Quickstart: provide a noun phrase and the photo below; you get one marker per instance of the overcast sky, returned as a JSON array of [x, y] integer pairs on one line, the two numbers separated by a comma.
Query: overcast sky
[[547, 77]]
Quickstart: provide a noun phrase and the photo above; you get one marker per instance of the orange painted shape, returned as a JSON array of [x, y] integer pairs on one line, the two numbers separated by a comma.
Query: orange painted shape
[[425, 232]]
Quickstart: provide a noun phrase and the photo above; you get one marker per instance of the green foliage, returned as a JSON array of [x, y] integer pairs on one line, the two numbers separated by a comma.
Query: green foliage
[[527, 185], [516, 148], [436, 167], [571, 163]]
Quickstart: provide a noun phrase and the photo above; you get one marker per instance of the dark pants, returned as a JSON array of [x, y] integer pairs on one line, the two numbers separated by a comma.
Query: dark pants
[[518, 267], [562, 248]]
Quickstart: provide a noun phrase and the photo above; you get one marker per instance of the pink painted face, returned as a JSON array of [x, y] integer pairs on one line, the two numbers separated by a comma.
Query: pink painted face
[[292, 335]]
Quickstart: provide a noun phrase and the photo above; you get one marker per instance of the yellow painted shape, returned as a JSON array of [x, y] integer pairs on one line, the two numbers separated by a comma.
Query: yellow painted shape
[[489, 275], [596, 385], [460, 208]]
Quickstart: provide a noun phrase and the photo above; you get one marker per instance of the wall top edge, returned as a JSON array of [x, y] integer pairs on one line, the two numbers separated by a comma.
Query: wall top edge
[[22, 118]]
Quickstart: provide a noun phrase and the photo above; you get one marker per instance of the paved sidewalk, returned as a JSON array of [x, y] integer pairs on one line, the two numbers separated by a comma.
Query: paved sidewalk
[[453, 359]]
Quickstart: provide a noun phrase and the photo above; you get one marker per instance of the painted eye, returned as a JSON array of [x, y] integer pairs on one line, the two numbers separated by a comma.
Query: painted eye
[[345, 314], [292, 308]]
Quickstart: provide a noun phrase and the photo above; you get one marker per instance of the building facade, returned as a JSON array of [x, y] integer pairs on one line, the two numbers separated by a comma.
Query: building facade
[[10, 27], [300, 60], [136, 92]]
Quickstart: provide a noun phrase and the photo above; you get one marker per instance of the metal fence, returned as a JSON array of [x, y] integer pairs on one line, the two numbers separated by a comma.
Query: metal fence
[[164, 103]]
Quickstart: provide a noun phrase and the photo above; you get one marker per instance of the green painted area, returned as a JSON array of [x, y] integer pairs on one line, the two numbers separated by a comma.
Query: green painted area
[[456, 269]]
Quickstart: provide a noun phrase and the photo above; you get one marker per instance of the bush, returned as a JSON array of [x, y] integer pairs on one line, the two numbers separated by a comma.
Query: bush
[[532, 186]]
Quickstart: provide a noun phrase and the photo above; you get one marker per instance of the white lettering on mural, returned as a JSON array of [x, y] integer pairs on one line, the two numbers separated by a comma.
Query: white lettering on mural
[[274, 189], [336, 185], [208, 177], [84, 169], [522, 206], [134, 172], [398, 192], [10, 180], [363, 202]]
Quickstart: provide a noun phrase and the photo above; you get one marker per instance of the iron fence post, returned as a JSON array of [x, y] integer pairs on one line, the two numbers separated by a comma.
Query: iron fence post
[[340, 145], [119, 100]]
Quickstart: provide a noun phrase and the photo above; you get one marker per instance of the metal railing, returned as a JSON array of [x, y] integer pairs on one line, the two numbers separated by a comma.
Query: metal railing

::::::::

## YOUR ASSIGNMENT
In the data above, retype exactly and only the lines between the one holding "Query: bush" and the one holding "of the white", inclusive.

## COMPLETED EXERCISE
Query: bush
[[532, 186]]
Quickstart: provide a noun phrase and the photo above; you get one marker per instance of the white lettering on mural, returned as a JSON array of [x, y] integer pairs on one line, the two numbers separated by a comma.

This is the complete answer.